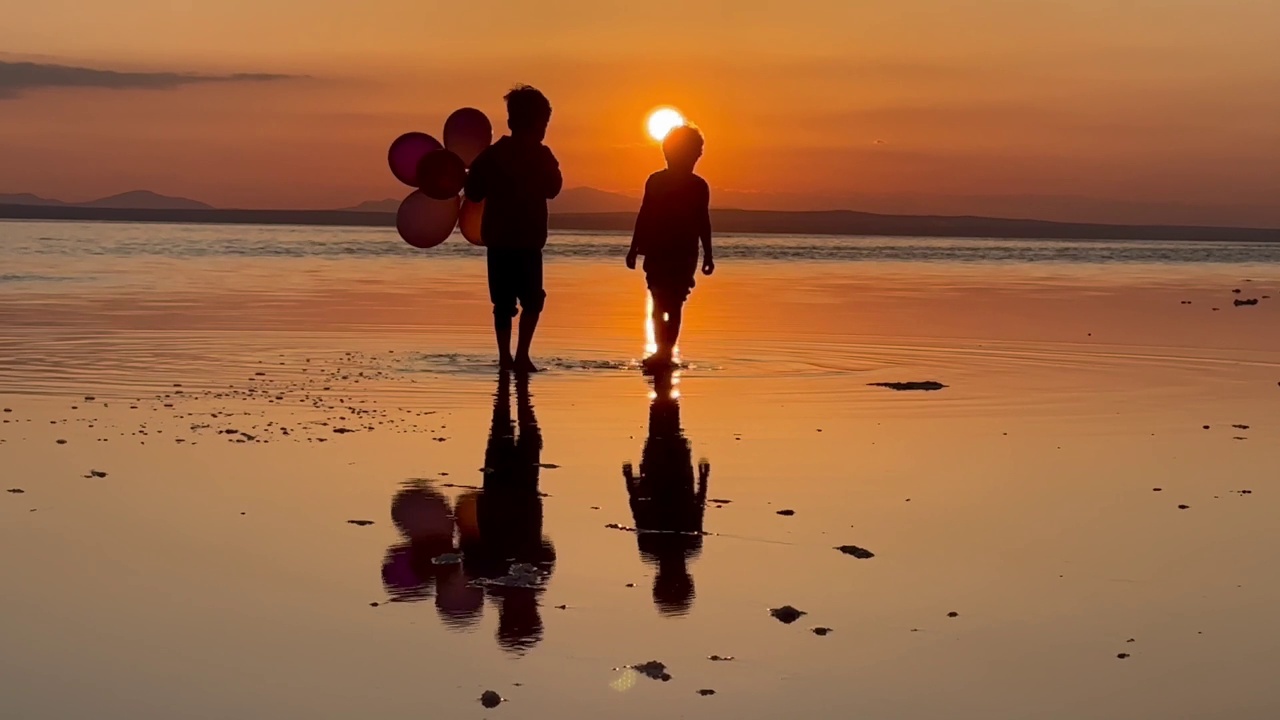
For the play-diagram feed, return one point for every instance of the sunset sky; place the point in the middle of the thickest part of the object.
(1132, 110)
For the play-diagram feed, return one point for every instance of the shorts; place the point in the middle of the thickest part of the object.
(516, 276)
(670, 281)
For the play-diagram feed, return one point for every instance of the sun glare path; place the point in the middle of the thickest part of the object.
(663, 121)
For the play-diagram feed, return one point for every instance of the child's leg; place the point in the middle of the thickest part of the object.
(501, 294)
(531, 300)
(502, 331)
(659, 326)
(675, 315)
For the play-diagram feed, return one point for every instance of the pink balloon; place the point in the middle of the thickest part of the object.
(469, 222)
(407, 151)
(425, 222)
(467, 132)
(442, 174)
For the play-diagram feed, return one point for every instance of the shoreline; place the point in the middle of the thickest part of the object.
(754, 222)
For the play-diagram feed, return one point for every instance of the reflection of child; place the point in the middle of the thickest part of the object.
(668, 505)
(673, 218)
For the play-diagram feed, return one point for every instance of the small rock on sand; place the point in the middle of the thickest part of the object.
(859, 552)
(786, 614)
(653, 669)
(912, 384)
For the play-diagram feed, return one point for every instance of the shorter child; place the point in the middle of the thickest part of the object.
(673, 219)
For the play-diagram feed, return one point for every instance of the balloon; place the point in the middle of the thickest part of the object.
(424, 222)
(469, 220)
(442, 174)
(407, 151)
(467, 132)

=======

▶ OBJECTIVE: Starting with the line that contains "of the reflection" and continuing through the end of the items, recast each line as a row of a Markdown table with the columns Row and Text. Give each line a number and leave out blank lines.

▶ WRITTEN REPLY:
| Row | Text |
|---|---|
| 1 | For the play-diagram feed, return one point for every instance of the reflection of child; place the point in the middle of the thickest part of the object. |
| 2 | (668, 505) |
| 3 | (673, 218) |
| 4 | For the play-diagram feed, return one point for every instance of the small rock on sand; place the point in the middle of the thickest part of the object. |
| 5 | (859, 552) |
| 6 | (786, 614) |
| 7 | (653, 669) |
| 8 | (912, 384) |
| 9 | For the play-diagram feed, return one point for every instance of the shorter child; place the point in the middle of the thickest part of the object. |
| 10 | (673, 219) |
| 11 | For the play-diagram feed, return one point for every instance of the balloon; place the point in the middle of the thickest part of the object. |
| 12 | (424, 222) |
| 13 | (469, 220) |
| 14 | (442, 174) |
| 15 | (407, 151) |
| 16 | (467, 132) |